[Source document]

The siege of Charleston — a Hopeless Yankee account of it.
The New York
Times has a long editorial upon the siege of
Charleston which is exceedingly cheerful reading to the
Confederate public.
We copy it entire:
‘
For several months the advices from the vicinity of
Charleston have uniformly been to the effect that we should soon have the gratification of announcing its fall; that
Fort Sumter was battered to pieces, and must surrender without delay; and the public heart has been made sick with deferred hope, until now it has ceased to believe any predictions of the capture or demolition of
Charleston.
’
Fort Sumter, we will venture to say, will not be taken by the present line of approach and mode of operation.
And what military object is to be gained by its capture?
We already perfectly command the entrance to the harbor, so that blockade-running has entirely ceased; we could command it no better were
Sumter in our possession.
Nor, if captured, would it be practicable to put there the heavy guns that would be needed to operate upon
Charleston; for they could not well be transported to the ruin and mounted, under the fire of the numerous rebel batteries that line
Sullivan's Island and
Fort Johnson.

[/Source document]

__Directions__
A – Using the account of the siege of Charleston, explain in one to three sentences why capturing Fort Sumter would gain no military object.
B – Answer these questions from the account of the siege of Charleston, one per line:
(i) Which newspaper ran the long editorial on the siege?
(ii) What had the advices said about the condition of Fort Sumter?
(iii) Where are the rebel batteries that would fire on any attempt to mount guns at Sumter?
C – Repeat the passage from the account of the siege of Charleston between "The New York" and "Charleston.", inclusive.
The rows that follow are separate material and have no connection to the account of the siege of Charleston.

[Listed records]

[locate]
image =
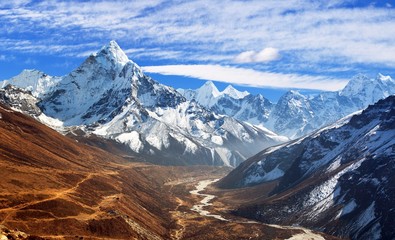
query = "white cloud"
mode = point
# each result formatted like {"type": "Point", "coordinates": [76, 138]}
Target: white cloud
{"type": "Point", "coordinates": [311, 35]}
{"type": "Point", "coordinates": [6, 58]}
{"type": "Point", "coordinates": [242, 76]}
{"type": "Point", "coordinates": [265, 55]}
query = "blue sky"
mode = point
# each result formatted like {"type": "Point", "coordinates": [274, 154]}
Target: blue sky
{"type": "Point", "coordinates": [260, 46]}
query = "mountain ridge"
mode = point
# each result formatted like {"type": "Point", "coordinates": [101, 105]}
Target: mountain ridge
{"type": "Point", "coordinates": [110, 96]}
{"type": "Point", "coordinates": [338, 179]}
{"type": "Point", "coordinates": [295, 115]}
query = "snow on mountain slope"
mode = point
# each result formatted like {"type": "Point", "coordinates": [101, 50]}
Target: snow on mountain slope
{"type": "Point", "coordinates": [243, 106]}
{"type": "Point", "coordinates": [296, 115]}
{"type": "Point", "coordinates": [38, 83]}
{"type": "Point", "coordinates": [110, 96]}
{"type": "Point", "coordinates": [234, 93]}
{"type": "Point", "coordinates": [339, 179]}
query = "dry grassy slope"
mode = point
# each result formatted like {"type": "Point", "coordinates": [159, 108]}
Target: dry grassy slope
{"type": "Point", "coordinates": [53, 186]}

[/Listed records]

__Replies__
A – The Union already fully commands the harbor entrance, so blockade-running has stopped, and holding Sumter would not improve that. Even if Sumter were taken, the heavy guns needed to operate on Charleston could not easily be brought to the ruin and mounted under fire from the rebel batteries on Sullivan's Island and Fort Johnson.

B –
(i) The New York Times
(ii) It was battered to pieces and must surrender without delay.
(iii) Sullivan's Island and Fort Johnson

C –
The New York
Times has a long editorial upon the siege of
Charleston which is exceedingly cheerful reading to the
Confederate public.
We copy it entire:
‘
For several months the advices from the vicinity of
Charleston have uniformly been to the effect that we should soon have the gratification of announcing its fall; that
Fort Sumter was battered to pieces, and must surrender without delay; and the public heart has been made sick with deferred hope, until now it has ceased to believe any predictions of the capture or demolition of
Charleston.